+++ INFORMATION PROVIDED +++

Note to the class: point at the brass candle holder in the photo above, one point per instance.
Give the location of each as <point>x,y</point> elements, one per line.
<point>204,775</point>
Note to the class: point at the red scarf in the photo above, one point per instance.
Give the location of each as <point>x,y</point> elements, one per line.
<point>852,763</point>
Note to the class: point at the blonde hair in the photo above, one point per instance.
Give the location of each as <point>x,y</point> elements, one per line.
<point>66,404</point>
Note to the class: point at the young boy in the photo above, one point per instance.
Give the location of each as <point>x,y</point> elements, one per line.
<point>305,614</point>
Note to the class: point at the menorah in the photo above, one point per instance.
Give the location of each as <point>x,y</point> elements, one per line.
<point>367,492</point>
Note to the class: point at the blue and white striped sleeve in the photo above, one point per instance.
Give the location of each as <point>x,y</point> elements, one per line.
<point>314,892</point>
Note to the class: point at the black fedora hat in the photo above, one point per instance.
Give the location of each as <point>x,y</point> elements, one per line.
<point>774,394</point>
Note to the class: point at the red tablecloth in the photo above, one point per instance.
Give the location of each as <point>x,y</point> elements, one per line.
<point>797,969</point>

+++
+++ INFORMATION PROVIDED +++

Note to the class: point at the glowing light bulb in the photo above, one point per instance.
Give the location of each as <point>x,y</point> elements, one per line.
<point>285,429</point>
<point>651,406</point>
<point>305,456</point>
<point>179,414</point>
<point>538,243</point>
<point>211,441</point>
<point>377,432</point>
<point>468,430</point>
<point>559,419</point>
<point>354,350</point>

+++

**THE PROBLEM**
Please update the items from the line containing "Note to the class: point at the brass" through the line containing "<point>204,775</point>", changing "brass" to "silver" and leaving everything else unchanged. Return only those lines.

**SOLUTION TO THE PROBLEM**
Note to the class: point at the silver candle holder in the photo above, one point per instance.
Give the location of each as <point>x,y</point> elements, one per line.
<point>204,775</point>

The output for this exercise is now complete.